● **EXERCISE OBJECTIVE**
Below are some entries; write out each one of them exactly.

● **DATA SUPPLIED**

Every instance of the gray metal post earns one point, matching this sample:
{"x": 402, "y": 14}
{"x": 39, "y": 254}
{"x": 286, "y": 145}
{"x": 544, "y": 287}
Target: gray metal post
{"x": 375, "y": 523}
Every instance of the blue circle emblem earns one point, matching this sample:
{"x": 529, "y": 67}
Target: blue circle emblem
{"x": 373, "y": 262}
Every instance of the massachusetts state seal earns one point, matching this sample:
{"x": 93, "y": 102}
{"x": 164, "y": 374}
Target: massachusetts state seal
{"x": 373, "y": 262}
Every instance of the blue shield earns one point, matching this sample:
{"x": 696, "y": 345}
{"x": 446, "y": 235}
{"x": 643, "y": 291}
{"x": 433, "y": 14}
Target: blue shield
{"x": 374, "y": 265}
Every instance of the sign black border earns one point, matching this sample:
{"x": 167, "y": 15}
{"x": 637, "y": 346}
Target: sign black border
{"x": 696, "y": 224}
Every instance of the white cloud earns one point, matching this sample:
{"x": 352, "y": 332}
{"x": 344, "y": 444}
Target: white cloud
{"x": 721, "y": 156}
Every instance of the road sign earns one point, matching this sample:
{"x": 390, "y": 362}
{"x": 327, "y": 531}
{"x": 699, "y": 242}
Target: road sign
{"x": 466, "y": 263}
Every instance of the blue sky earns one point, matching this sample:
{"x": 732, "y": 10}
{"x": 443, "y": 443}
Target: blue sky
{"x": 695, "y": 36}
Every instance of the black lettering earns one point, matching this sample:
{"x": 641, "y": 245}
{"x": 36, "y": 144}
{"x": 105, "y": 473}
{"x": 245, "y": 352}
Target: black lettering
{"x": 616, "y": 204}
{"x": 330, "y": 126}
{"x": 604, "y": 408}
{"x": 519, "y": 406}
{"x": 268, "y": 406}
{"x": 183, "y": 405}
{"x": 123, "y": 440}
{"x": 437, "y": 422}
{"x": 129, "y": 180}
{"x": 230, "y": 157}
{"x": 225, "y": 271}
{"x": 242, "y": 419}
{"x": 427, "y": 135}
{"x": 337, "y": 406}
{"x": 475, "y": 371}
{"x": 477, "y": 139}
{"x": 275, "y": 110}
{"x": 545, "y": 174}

● **RESPONSE TO THIS TASK**
Every instance of the gray metal post earns one point, matching this sample:
{"x": 402, "y": 14}
{"x": 39, "y": 254}
{"x": 286, "y": 145}
{"x": 544, "y": 287}
Target: gray metal post
{"x": 375, "y": 523}
Every instance of the blue circle emblem earns one point, matching this sample:
{"x": 529, "y": 67}
Target: blue circle emblem
{"x": 373, "y": 262}
Every instance of the massachusetts state seal earns one point, matching this sample:
{"x": 93, "y": 102}
{"x": 164, "y": 374}
Target: massachusetts state seal
{"x": 373, "y": 262}
Every instance of the blue shield earns one point, matching this sample:
{"x": 696, "y": 345}
{"x": 446, "y": 235}
{"x": 643, "y": 291}
{"x": 433, "y": 14}
Target: blue shield
{"x": 374, "y": 265}
Every instance of the sign black border earns one point, matching this sample:
{"x": 167, "y": 15}
{"x": 637, "y": 346}
Target: sign black border
{"x": 696, "y": 224}
Every instance of the white cloud earns one point, matching this sample:
{"x": 352, "y": 332}
{"x": 344, "y": 444}
Target: white cloud
{"x": 721, "y": 156}
Every instance of the road sign earns one point, matching this sample:
{"x": 390, "y": 362}
{"x": 327, "y": 531}
{"x": 699, "y": 242}
Target: road sign
{"x": 466, "y": 263}
Every instance of the blue sky earns one point, matching this sample:
{"x": 732, "y": 10}
{"x": 443, "y": 443}
Target: blue sky
{"x": 695, "y": 36}
Every instance of the black lettering earns one point, matching this sample:
{"x": 641, "y": 245}
{"x": 36, "y": 144}
{"x": 105, "y": 473}
{"x": 245, "y": 352}
Target: black lettering
{"x": 616, "y": 204}
{"x": 330, "y": 126}
{"x": 604, "y": 408}
{"x": 519, "y": 406}
{"x": 268, "y": 406}
{"x": 183, "y": 405}
{"x": 123, "y": 440}
{"x": 437, "y": 422}
{"x": 129, "y": 180}
{"x": 230, "y": 157}
{"x": 225, "y": 271}
{"x": 242, "y": 419}
{"x": 427, "y": 135}
{"x": 337, "y": 406}
{"x": 475, "y": 371}
{"x": 477, "y": 139}
{"x": 275, "y": 110}
{"x": 545, "y": 174}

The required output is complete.